What is being asked
Render every line of the records below as a Markdown table with the columns "Row" and "Line," numbering each line and leaving out any blank lines.

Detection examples
-- START --

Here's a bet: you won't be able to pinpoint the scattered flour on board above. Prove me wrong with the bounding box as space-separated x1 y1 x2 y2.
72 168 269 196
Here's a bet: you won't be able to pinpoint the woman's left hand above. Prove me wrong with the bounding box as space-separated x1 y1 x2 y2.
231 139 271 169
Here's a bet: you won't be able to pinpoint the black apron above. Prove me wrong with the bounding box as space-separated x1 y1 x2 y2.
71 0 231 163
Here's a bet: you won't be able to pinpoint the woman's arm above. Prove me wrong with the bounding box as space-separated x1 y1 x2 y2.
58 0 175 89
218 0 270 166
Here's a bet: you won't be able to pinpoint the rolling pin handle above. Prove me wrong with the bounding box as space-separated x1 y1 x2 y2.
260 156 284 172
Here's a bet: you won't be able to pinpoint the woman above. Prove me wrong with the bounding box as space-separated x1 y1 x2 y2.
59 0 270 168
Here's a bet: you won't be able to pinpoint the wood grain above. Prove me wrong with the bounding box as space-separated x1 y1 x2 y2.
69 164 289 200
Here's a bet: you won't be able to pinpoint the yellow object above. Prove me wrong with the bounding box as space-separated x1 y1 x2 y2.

-- END --

Written answer
| Row | Line |
|---|---|
| 1 | Here's a bet: you won't be able to pinpoint the scattered flour on board above. Prove me wrong with the bounding box as space-separated x1 y1 x2 y2. |
| 2 | 72 168 269 196 |
| 3 | Here's a bet: you won't be able to pinpoint the woman's left hand above. Prove me wrong with the bounding box as space-separated x1 y1 x2 y2. |
| 4 | 231 139 271 169 |
| 5 | Here's a bet: you won't be able to pinpoint the black apron above. Prove me wrong with the bounding box as space-separated x1 y1 x2 y2. |
| 6 | 71 0 231 163 |
| 7 | Here's a bet: you won't be able to pinpoint the woman's arm above. Prove me wrong with the bounding box as space-separated x1 y1 x2 y2. |
| 8 | 58 0 175 89 |
| 9 | 218 0 270 166 |
| 10 | Here's a bet: you won't be able to pinpoint the rolling pin handle above. Prove me wrong with the bounding box as space-separated x1 y1 x2 y2. |
| 11 | 260 156 284 172 |
| 12 | Here's a bet: you won't be able to pinpoint the woman above. Prove me wrong with the bounding box as space-separated x1 y1 x2 y2. |
| 13 | 59 0 270 168 |
| 14 | Here's a bet: you won't be able to pinpoint the wood grain above. Prove me wrong with the bounding box as space-separated x1 y1 x2 y2. |
| 15 | 69 164 289 200 |
| 16 | Here's a bet: you won't be able to pinpoint the yellow object above. Prove me wrong with the bounding box as space-separated x1 y1 x2 y2. |